## Exercise goal
Please reproduce each of the entries below exactly as they appear.

---- Extracted records

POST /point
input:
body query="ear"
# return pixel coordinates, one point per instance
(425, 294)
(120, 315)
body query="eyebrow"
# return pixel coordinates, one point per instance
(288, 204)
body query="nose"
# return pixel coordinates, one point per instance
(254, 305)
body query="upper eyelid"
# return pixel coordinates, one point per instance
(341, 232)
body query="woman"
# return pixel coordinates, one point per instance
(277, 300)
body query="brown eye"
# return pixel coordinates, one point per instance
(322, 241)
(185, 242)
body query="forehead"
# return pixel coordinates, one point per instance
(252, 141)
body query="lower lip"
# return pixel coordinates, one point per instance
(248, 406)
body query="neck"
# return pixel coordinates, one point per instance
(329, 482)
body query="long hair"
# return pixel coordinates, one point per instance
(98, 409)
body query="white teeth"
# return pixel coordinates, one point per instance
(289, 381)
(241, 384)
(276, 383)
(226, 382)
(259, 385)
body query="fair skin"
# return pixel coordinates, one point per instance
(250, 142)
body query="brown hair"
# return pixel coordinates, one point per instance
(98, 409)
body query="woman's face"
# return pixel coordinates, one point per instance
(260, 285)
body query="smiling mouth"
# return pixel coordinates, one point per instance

--------

## Answer to the problem
POST /point
input:
body query="ear"
# return pixel coordinates, one point per instance
(425, 294)
(120, 315)
body query="eyebrow"
# return pixel coordinates, one point per instance
(288, 204)
body query="nose"
# return pixel coordinates, one point per instance
(254, 305)
body query="upper eyelid"
# return pixel coordinates, one point per instance
(341, 232)
body query="woman"
# return pixel coordinates, one point per instance
(277, 300)
body query="brown eye"
# return pixel coordinates, one point per instance
(322, 241)
(185, 242)
body query="forehead"
# return pixel coordinates, one point per instance
(252, 141)
body query="lower lip"
# return pixel coordinates, one point per instance
(248, 406)
body query="neck"
# return pixel coordinates, one point per instance
(329, 482)
body query="long hair"
# return pixel coordinates, one point per instance
(98, 409)
body query="white teeth"
# return pixel coordinates, one point per instance
(289, 381)
(241, 384)
(276, 383)
(226, 382)
(259, 385)
body query="fair skin"
# return pixel coordinates, one point per instance
(250, 142)
body query="brown hair"
# return pixel coordinates, one point per instance
(98, 409)
body query="woman's face"
# return pixel coordinates, one point per instance
(260, 285)
body query="smiling mouth"
# return pixel coordinates, one point per instance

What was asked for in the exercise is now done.